→ What you need to do
Every entry is to be written out word for word.

★ ★ ★ ★ ★ ★ ★

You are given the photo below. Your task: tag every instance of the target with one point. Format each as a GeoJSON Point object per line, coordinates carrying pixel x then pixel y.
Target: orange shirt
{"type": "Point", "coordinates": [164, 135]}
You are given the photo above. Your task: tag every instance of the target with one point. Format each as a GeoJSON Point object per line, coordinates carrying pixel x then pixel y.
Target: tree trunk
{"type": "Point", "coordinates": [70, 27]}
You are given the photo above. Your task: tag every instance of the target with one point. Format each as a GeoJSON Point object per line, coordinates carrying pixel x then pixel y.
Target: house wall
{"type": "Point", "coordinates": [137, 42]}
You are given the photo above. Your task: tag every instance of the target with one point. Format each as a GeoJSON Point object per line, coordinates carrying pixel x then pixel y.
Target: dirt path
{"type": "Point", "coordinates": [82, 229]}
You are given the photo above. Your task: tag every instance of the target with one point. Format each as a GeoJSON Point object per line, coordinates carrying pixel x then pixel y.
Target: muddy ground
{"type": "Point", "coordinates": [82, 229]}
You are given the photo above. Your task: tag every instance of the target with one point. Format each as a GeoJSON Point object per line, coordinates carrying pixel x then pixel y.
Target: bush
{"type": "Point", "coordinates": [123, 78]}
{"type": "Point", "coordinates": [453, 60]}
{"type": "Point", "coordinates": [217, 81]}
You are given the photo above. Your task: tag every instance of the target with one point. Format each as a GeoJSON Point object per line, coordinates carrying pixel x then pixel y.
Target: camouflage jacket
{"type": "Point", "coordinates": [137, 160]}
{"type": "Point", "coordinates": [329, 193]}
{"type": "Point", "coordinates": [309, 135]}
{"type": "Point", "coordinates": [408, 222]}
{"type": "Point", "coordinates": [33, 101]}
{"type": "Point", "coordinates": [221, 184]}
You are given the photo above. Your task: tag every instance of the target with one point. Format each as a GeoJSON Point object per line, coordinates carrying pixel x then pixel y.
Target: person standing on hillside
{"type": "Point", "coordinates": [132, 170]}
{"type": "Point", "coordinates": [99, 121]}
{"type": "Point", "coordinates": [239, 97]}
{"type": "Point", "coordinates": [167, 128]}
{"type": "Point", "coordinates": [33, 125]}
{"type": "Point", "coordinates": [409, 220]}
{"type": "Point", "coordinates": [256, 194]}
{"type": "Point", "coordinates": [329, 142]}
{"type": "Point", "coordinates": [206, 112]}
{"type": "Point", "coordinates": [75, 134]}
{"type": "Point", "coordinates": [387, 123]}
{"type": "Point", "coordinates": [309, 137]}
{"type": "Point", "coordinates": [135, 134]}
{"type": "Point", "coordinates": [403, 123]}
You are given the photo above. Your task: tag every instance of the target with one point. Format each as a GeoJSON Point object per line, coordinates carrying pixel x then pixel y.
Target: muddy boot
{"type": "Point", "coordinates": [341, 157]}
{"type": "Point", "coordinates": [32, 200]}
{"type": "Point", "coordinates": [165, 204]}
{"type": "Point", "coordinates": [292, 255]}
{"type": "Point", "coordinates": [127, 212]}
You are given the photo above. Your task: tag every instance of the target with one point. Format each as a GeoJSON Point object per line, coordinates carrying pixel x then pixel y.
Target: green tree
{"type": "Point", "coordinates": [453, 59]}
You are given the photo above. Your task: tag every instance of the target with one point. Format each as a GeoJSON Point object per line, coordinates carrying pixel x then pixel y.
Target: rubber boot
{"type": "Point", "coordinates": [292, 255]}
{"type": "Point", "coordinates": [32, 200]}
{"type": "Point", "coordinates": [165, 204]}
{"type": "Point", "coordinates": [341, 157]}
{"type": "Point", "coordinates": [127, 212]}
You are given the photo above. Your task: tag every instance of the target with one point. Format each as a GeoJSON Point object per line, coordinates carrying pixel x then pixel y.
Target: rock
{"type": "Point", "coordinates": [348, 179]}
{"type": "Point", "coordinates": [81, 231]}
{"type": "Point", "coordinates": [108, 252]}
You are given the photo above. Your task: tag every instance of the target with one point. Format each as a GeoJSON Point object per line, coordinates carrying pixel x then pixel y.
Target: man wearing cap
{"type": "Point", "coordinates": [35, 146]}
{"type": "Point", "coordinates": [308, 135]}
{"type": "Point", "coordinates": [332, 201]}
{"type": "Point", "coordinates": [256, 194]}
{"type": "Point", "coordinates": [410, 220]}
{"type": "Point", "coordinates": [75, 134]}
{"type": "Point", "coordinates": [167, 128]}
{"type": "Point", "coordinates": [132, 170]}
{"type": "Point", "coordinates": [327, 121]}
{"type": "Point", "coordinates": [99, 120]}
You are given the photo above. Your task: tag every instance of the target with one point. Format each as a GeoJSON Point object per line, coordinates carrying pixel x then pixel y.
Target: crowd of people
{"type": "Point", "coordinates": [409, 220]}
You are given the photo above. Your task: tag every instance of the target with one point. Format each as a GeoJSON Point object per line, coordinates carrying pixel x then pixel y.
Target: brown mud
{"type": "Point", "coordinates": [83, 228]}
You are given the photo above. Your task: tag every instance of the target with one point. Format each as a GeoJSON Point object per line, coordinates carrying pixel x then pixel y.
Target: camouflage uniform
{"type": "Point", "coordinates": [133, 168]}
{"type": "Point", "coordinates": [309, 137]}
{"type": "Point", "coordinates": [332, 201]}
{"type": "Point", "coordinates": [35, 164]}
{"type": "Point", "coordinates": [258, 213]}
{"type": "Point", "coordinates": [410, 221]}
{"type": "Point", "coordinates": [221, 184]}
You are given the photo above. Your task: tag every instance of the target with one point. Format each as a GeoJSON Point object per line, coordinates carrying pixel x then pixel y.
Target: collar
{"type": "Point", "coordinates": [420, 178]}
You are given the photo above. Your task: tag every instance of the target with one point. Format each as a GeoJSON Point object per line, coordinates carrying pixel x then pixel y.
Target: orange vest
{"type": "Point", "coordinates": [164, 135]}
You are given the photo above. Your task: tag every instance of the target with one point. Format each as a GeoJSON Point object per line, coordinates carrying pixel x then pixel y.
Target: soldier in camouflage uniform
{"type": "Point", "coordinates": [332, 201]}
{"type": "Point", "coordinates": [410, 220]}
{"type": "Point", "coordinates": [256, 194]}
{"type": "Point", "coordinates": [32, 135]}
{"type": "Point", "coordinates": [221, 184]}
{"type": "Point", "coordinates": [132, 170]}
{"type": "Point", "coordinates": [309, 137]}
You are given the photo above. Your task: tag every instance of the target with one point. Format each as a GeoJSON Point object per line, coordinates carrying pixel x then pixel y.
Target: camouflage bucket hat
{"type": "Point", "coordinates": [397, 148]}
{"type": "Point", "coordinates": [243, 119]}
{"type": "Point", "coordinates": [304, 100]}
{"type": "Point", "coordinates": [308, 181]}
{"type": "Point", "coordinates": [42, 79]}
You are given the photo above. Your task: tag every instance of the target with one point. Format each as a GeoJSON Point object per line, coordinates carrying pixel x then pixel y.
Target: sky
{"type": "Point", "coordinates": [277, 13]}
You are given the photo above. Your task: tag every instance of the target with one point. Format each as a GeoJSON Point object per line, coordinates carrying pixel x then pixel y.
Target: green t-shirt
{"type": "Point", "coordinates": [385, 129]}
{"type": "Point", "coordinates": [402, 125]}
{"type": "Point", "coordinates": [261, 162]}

★ ★ ★ ★ ★ ★ ★

→ Task output
You are given the photo below. Your task: tag every instance of the target with one point. Format each as a GeoJSON Point object per line, coordinates carrying pixel x then pixel y.
Target: orange shirt
{"type": "Point", "coordinates": [164, 135]}
You are given the photo above. Your task: tag every instance of the target with one point. Format each as a GeoJSON Point object per line, coordinates carrying pixel x then pixel y.
Target: tree trunk
{"type": "Point", "coordinates": [70, 27]}
You are given the photo above. Your task: tag every instance of the target with one point. Format each as a GeoJSON Point object per line, coordinates carrying pixel x then pixel y.
Target: house wall
{"type": "Point", "coordinates": [137, 42]}
You are given the photo above. Your task: tag every instance of the target with one point. Format each as a GeoJSON Point object per line, coordinates carrying pixel x then pixel y.
Target: dirt path
{"type": "Point", "coordinates": [82, 229]}
You are given the photo above. Your task: tag every instance of the target with one point. Format each as a GeoJSON Point object per line, coordinates carrying pixel x then pixel y.
Target: muddy ground
{"type": "Point", "coordinates": [82, 229]}
You are given the photo above. Your task: tag every instance of the target with one point. Format each as a GeoJSON Point object per line, coordinates carrying pixel x then pixel y.
Target: bush
{"type": "Point", "coordinates": [123, 78]}
{"type": "Point", "coordinates": [453, 60]}
{"type": "Point", "coordinates": [217, 81]}
You are given the photo above. Your task: tag every instance of the target with one point. Format each as a GeoJSON Point object per line, coordinates carrying pixel x then pixel y.
Target: camouflage jacket
{"type": "Point", "coordinates": [137, 160]}
{"type": "Point", "coordinates": [329, 193]}
{"type": "Point", "coordinates": [309, 135]}
{"type": "Point", "coordinates": [408, 222]}
{"type": "Point", "coordinates": [33, 101]}
{"type": "Point", "coordinates": [221, 184]}
You are given the photo above. Your task: tag every instance of the target with one point. Format each as a GeoJSON Point object per line, coordinates carrying pixel x then pixel y.
Target: person standing on hillside
{"type": "Point", "coordinates": [132, 170]}
{"type": "Point", "coordinates": [99, 121]}
{"type": "Point", "coordinates": [239, 97]}
{"type": "Point", "coordinates": [167, 128]}
{"type": "Point", "coordinates": [33, 125]}
{"type": "Point", "coordinates": [409, 220]}
{"type": "Point", "coordinates": [256, 194]}
{"type": "Point", "coordinates": [329, 142]}
{"type": "Point", "coordinates": [206, 112]}
{"type": "Point", "coordinates": [75, 134]}
{"type": "Point", "coordinates": [387, 123]}
{"type": "Point", "coordinates": [309, 137]}
{"type": "Point", "coordinates": [135, 134]}
{"type": "Point", "coordinates": [403, 123]}
You are given the photo above. Your task: tag every instance of the target with one point. Format each as a GeoJSON Point object per line, coordinates carrying pixel x then pixel y.
Target: muddy boot
{"type": "Point", "coordinates": [341, 157]}
{"type": "Point", "coordinates": [32, 200]}
{"type": "Point", "coordinates": [165, 204]}
{"type": "Point", "coordinates": [292, 255]}
{"type": "Point", "coordinates": [127, 212]}
You are given the photo above. Your task: tag every instance of the target with one point. Format each as a GeoJSON Point object per line, coordinates carrying pixel x then pixel y.
Target: green tree
{"type": "Point", "coordinates": [453, 59]}
You are given the photo above. Your task: tag every instance of the target with one point. Format each as a GeoJSON Point object per line, coordinates carrying pixel x then pixel y.
Target: rubber boot
{"type": "Point", "coordinates": [292, 255]}
{"type": "Point", "coordinates": [32, 200]}
{"type": "Point", "coordinates": [165, 204]}
{"type": "Point", "coordinates": [341, 157]}
{"type": "Point", "coordinates": [127, 212]}
You are given the photo above. Your task: tag every instance of the target with one point. Format each as a GeoJSON Point object per line, coordinates carrying pixel x then pixel y.
Target: rock
{"type": "Point", "coordinates": [348, 179]}
{"type": "Point", "coordinates": [81, 231]}
{"type": "Point", "coordinates": [108, 252]}
You are given the photo above. Your task: tag every instance of the target with one point. Format each as a GeoJSON Point object per line, coordinates carrying pixel x then pixel y.
Target: man wearing cap
{"type": "Point", "coordinates": [35, 146]}
{"type": "Point", "coordinates": [308, 135]}
{"type": "Point", "coordinates": [332, 201]}
{"type": "Point", "coordinates": [256, 194]}
{"type": "Point", "coordinates": [410, 220]}
{"type": "Point", "coordinates": [75, 134]}
{"type": "Point", "coordinates": [167, 128]}
{"type": "Point", "coordinates": [132, 170]}
{"type": "Point", "coordinates": [327, 121]}
{"type": "Point", "coordinates": [99, 120]}
You are given the photo above. Your task: tag every instance of the target with one point. Format each as a GeoJSON Point object per line, coordinates carrying pixel x then pixel y.
Target: crowd of people
{"type": "Point", "coordinates": [409, 220]}
You are given the photo above. Your task: tag every instance of the target with one point. Format each as a GeoJSON Point object per line, coordinates carrying pixel x then pixel y.
Target: brown mud
{"type": "Point", "coordinates": [83, 228]}
You are given the photo above. Your task: tag every instance of the target with one point. Format each as a GeoJSON Point object per line, coordinates carrying pixel x then pixel y.
Target: camouflage uniform
{"type": "Point", "coordinates": [133, 168]}
{"type": "Point", "coordinates": [309, 137]}
{"type": "Point", "coordinates": [332, 201]}
{"type": "Point", "coordinates": [35, 164]}
{"type": "Point", "coordinates": [258, 213]}
{"type": "Point", "coordinates": [410, 221]}
{"type": "Point", "coordinates": [221, 184]}
You are given the photo above. Your task: tag every instance of the target with one point. Format each as a GeoJSON Point object per line, coordinates carrying pixel x then pixel y.
Target: collar
{"type": "Point", "coordinates": [420, 178]}
You are given the photo above. Your task: tag every instance of the target with one point. Format each as a GeoJSON Point object per line, coordinates carrying pixel x then pixel y.
Target: orange vest
{"type": "Point", "coordinates": [164, 135]}
You are given the photo above. Your task: tag every instance of the target with one point. Format each as a GeoJSON Point object per line, coordinates carrying pixel x then pixel y.
Target: soldier in camouflage uniform
{"type": "Point", "coordinates": [332, 201]}
{"type": "Point", "coordinates": [410, 220]}
{"type": "Point", "coordinates": [256, 194]}
{"type": "Point", "coordinates": [32, 135]}
{"type": "Point", "coordinates": [221, 184]}
{"type": "Point", "coordinates": [132, 170]}
{"type": "Point", "coordinates": [309, 137]}
You are given the photo above. Your task: tag every instance of the target with one point. Format each as a GeoJSON Point object per line, coordinates carrying pixel x then pixel y.
Target: camouflage bucket hat
{"type": "Point", "coordinates": [397, 148]}
{"type": "Point", "coordinates": [243, 119]}
{"type": "Point", "coordinates": [304, 100]}
{"type": "Point", "coordinates": [308, 181]}
{"type": "Point", "coordinates": [42, 79]}
You are given the photo above. Your task: tag every instance of the target with one point. Format each as a GeoJSON Point object per line, coordinates carrying pixel x then pixel y.
Target: sky
{"type": "Point", "coordinates": [277, 13]}
You are given the photo above. Your task: tag every instance of the target with one point. Format each as a GeoJSON Point object per line, coordinates carrying pixel x then pixel y.
Target: green t-shirt
{"type": "Point", "coordinates": [385, 129]}
{"type": "Point", "coordinates": [402, 125]}
{"type": "Point", "coordinates": [261, 162]}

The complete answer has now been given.